What you should do: Format the lines as a Markdown table with the columns No. and Line, starting with the line that contains "trace the outline of white sneaker" and continuing through the end of the rows. Number each line and leave out any blank lines.

Raw data:
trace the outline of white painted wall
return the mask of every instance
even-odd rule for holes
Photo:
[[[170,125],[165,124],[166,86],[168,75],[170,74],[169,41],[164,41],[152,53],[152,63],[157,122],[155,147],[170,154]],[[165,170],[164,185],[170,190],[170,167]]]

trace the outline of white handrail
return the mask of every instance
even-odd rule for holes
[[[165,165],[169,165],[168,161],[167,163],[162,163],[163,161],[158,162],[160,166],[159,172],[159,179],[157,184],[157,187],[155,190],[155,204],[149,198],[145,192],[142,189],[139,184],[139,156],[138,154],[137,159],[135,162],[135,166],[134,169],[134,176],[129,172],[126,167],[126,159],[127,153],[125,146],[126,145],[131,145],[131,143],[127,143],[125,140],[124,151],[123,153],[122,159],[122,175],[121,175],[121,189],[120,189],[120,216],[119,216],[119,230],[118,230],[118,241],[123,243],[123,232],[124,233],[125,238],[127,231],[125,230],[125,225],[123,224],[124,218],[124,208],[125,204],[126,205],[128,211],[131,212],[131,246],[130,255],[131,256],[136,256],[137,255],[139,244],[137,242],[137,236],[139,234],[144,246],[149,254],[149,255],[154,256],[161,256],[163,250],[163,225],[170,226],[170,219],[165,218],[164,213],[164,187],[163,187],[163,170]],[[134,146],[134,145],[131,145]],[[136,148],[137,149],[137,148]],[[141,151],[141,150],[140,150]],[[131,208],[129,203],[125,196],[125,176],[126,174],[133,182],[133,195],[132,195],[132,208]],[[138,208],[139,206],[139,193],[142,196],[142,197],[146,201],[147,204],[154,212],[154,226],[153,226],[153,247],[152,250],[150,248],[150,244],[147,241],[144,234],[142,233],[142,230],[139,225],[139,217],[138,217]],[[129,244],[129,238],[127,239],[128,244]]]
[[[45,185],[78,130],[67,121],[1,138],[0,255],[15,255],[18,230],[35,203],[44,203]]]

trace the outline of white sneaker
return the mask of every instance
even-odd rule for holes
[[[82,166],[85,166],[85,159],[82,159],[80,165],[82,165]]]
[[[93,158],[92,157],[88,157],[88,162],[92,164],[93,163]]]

Result below:
| No. | Line |
|---|---|
| 1 | trace the outline of white sneaker |
| 2 | return the mask of every instance |
| 3 | even-odd rule for holes |
| 4 | [[[82,166],[85,166],[85,159],[82,159],[80,165],[82,165]]] |
| 5 | [[[93,158],[92,157],[88,157],[88,162],[92,164],[93,163]]] |